**Work to do**
- a) Sum up the Raptor thread in two sentences.
- b) Please reproduce the part of the Raptor thread that begins at the words "So, which it" and stops after "in that case.".

**Quoted text**
..............................

How we’ve made Raptor fast

gnufied · on Nov 11, 2014

Just some glaring inconsistencies that I found:

1.

> It’s less work for the user. You don’t have to setup Nginx. If you’re not familiar with Nginx, then using Raptor means you’ll have one tool less to worry about.

>For example, our builtin HTTP server doesn’t handle static file serving at all, nor gzip compression.

Sounds like I would need nginx(or another frontend server) anyways?

2. > By default, Raptor uses the multi-process blocking I/O model, just like Unicorn.

> When we said that Raptor’s builtin HTTP server is evented, we were not telling the entire truth. It is actually hybrid multithreaded and evented.

So, which it is? I assume by default is multi-process + events, but a paid version offers multithreaded + events? If so, isn't unicorn's model of multi-process+blocking IO is pretty good as well because OS becomes load balancer in that case.

Overall it seems they wrote a very fast web server. Kudos to that! But I don't think the web server was ever the problem for Rack/Ruby apps? Still on fence with this one until more details emerge. :-)

shandogs · on Nov 11, 2014

The first point makes sense for me given that all my static files are served gzipped out of cloudflare/cloudfront on another domain.

wereHamster · on Nov 11, 2014

And the rails asset pipeline can pre-compress the files, so you don't waste compressing them for each request individually.

bratsche · on Nov 11, 2014

Does it seem weird to anyone else that they're doing all this marketing for a project that's supposedly going to be open source? Why all the suspense, why not just release it? Or, if it's not ready yet, why not just finish it and then start promoting it?

theossuary · on Nov 11, 2014

Half way through the document they mention their plan to add paid for features: "Raptor also optionally allows multithreading in a future paid version."

teddythetwig · on Nov 11, 2014

Yep, that's when I stopped reading and closed the article. Why hide the fact that you are building paid software? Perhaps it was naive to assume that it was open source, but that piece really surprised me.

FooBarWidget · on Nov 11, 2014

What problem do you have with open source software that has a paid premium version? For example, the Sidekiq gem is open source but they also have a paid Sidekiq Pro. Would you avoid Sidekiq too?

lbotos · on Nov 11, 2014

They have a full drip with email capture around this product as they are looking to sell a portion of it. (I think it was a multithreaded variant.) I do agree that I wish the product was ready but I can't fault them for "following the playbook".

bithive123 · on Nov 11, 2014

As someone working in an enterprise environment, I've sort of lost interest in this breed of Rack server now that I've gotten used to having SSO and LDAP authorization available via Apache modules, to name a few features. Apache allows me to accommodate all sorts of requirements like setting up vhosts that require authentication except on the LAN, or vhosts which allow members of certain groups to access an internal app via reverse proxying.

..............................

Data listing

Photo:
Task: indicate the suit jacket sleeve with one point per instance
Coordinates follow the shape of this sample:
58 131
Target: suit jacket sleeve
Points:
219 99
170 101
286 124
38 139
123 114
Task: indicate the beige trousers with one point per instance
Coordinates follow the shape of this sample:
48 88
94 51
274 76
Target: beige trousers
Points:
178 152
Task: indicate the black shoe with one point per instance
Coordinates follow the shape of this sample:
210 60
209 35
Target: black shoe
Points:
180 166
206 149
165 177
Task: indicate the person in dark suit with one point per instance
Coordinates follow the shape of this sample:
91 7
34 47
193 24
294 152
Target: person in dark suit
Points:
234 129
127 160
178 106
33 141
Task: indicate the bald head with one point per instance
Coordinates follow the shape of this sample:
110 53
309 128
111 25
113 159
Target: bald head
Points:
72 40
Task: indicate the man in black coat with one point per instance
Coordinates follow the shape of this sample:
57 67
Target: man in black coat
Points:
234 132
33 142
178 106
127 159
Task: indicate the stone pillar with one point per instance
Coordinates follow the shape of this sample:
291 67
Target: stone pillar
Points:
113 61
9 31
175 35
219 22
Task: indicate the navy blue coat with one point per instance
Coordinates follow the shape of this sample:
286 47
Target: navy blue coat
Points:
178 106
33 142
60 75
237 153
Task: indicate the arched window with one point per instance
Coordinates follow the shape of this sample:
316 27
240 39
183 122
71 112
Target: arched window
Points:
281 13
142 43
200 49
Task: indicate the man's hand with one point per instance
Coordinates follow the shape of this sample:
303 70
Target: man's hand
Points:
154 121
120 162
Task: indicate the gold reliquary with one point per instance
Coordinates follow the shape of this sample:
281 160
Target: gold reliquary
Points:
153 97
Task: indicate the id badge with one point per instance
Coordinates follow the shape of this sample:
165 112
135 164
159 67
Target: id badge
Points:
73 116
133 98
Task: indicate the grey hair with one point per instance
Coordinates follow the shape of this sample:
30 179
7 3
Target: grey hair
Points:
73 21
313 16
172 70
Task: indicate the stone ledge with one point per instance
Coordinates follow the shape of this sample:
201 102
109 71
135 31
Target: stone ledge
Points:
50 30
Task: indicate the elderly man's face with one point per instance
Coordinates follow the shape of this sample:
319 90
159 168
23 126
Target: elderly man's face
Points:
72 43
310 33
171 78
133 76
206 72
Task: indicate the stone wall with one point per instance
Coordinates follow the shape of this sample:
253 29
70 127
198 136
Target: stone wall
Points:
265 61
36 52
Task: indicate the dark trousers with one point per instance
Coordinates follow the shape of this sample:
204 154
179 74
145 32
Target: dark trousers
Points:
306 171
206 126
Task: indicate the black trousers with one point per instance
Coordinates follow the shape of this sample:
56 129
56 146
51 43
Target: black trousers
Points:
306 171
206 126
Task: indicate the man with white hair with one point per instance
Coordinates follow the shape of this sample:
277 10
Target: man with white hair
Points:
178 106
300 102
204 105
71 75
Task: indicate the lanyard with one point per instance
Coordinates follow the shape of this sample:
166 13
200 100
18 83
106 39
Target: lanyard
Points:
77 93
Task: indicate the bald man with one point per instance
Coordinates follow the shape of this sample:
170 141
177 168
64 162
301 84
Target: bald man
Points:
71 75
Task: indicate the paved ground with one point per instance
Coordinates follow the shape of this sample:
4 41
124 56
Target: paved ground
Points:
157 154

..............................

**Outputs by task**
- a) One commenter points out inconsistencies in the Raptor write-up: its built-in HTTP server skips static file serving and gzip, and its accounts of the I/O model conflict. Others react to a planned paid multithreaded version, with one defending open source projects that sell premium editions, while an enterprise user says Apache modules offering SSO and LDAP have made this kind of Rack server less appealing.

- b)
So, which it is? I assume by default is multi-process + events, but a paid version offers multithreaded + events? If so, isn't unicorn's model of multi-process+blocking IO is pretty good as well because OS becomes load balancer in that case.